WHAT YOU WILL DO -
Copy each line of the data below without any change.

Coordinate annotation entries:
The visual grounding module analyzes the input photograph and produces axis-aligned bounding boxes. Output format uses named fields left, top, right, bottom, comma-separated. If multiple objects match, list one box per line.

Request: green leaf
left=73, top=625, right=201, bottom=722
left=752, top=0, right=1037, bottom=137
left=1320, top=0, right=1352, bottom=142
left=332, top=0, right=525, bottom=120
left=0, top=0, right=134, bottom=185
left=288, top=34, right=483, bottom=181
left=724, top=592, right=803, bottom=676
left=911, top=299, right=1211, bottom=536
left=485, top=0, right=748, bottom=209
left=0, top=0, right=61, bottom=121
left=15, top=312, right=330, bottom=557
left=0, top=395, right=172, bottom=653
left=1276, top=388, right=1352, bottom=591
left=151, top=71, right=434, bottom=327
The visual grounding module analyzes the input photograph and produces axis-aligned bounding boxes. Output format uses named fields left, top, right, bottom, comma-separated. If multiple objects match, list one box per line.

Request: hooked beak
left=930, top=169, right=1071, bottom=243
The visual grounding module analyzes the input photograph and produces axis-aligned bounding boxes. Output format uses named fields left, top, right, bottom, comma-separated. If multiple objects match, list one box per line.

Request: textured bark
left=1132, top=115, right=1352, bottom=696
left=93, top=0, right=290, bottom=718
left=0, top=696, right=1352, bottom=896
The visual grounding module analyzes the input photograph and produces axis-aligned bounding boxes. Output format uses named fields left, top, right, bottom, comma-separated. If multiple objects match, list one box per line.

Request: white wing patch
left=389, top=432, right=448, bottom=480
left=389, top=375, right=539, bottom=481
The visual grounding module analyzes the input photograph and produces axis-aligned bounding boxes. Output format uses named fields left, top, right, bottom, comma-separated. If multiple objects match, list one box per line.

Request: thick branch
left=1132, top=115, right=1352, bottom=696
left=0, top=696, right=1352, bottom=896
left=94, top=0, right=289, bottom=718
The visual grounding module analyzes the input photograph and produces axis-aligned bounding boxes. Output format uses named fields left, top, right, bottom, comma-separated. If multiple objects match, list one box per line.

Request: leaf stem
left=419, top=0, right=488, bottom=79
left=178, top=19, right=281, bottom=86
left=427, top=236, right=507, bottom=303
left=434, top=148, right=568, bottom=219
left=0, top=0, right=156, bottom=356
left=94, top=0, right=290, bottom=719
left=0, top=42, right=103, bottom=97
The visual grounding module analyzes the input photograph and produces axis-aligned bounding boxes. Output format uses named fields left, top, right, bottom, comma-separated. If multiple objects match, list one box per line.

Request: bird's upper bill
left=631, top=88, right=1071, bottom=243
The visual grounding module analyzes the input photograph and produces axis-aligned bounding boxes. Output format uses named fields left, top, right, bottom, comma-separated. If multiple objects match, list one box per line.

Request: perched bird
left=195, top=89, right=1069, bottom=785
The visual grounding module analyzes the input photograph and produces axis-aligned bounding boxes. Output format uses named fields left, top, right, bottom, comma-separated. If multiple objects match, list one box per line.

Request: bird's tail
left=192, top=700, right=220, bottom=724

ANSWER TO THIS EXERCISE -
The visual grounding module analyzes the input photograph and produces axis-aligned bounding boxes. Output format uses named fields left, top, right, bottom, comma-separated. If multiple objects match, list one box per line.

Request: green leaf
left=73, top=625, right=201, bottom=722
left=752, top=0, right=1037, bottom=137
left=1320, top=0, right=1352, bottom=142
left=332, top=0, right=525, bottom=120
left=0, top=0, right=134, bottom=185
left=288, top=34, right=483, bottom=181
left=724, top=592, right=803, bottom=676
left=911, top=299, right=1211, bottom=536
left=485, top=0, right=748, bottom=209
left=0, top=0, right=61, bottom=121
left=15, top=312, right=330, bottom=557
left=0, top=395, right=172, bottom=653
left=1276, top=388, right=1352, bottom=591
left=151, top=71, right=434, bottom=327
The visual grounding module analyzes the input photograph and produces axis-aligned bounding boxes. Output format uses named fields left, top, right, bottom, comma-separated. If multiple objects match, list one box per line.

Request: hooked beak
left=930, top=169, right=1071, bottom=243
The visual grounding module analyzes the input photograph and produces axis-aligned bounding boxes. Output format uses named fields left, top, right, bottom, comma-separated. If multiple objects match, list one box per line.

Request: textured bark
left=1132, top=115, right=1352, bottom=696
left=93, top=0, right=290, bottom=718
left=0, top=696, right=1352, bottom=896
The visual grounding module analyzes the input photograph and produces axis-aligned bounding boxes. Output format uses named fields left, top, right, bottom, comma-separated. If multiple objects match, list one box per line.

Request: white wing patch
left=389, top=432, right=448, bottom=480
left=389, top=375, right=539, bottom=481
The visual grounding module analyzes the input photograph and produces axis-aligned bounding boxes. Output format uses named fields left, top, right, bottom, comma-separated. If multiple objects match, list one box per line.

Request: thick branch
left=1132, top=115, right=1352, bottom=696
left=0, top=696, right=1352, bottom=896
left=94, top=0, right=289, bottom=718
The visual grounding module analyzes the input photograph and produces axis-aligned bounding boxes. Output format uses named fields left, top, right, bottom, comma-separated. If multiple objects match, list one box per line.

Request: leaf stem
left=419, top=0, right=488, bottom=79
left=178, top=19, right=281, bottom=86
left=427, top=236, right=507, bottom=303
left=434, top=148, right=568, bottom=219
left=0, top=0, right=156, bottom=356
left=94, top=0, right=290, bottom=719
left=0, top=42, right=103, bottom=97
The visual grounding module analyzes the input photograph and produces axis-aligned bounding boxes. Output format uses named fields left, top, right, bottom, comma-separated. If multiple objects match, list one box per line.

Request: bird's upper bill
left=631, top=88, right=1071, bottom=243
The visual grounding module analyzes the input photograph and produces axis-aligned bounding boxes. Output format uses named fields left, top, right, bottom, comma-separated. If multiple objects match, list one box per line.

Request: perched bird
left=195, top=89, right=1069, bottom=785
The visual grounding module analyzes the input photograph and produces axis-aligned bounding boxes. Output format uses named fields left, top, right, bottom, comma-separated. If multiple objects match, list one box per line.

Request: bird's tail
left=192, top=700, right=220, bottom=724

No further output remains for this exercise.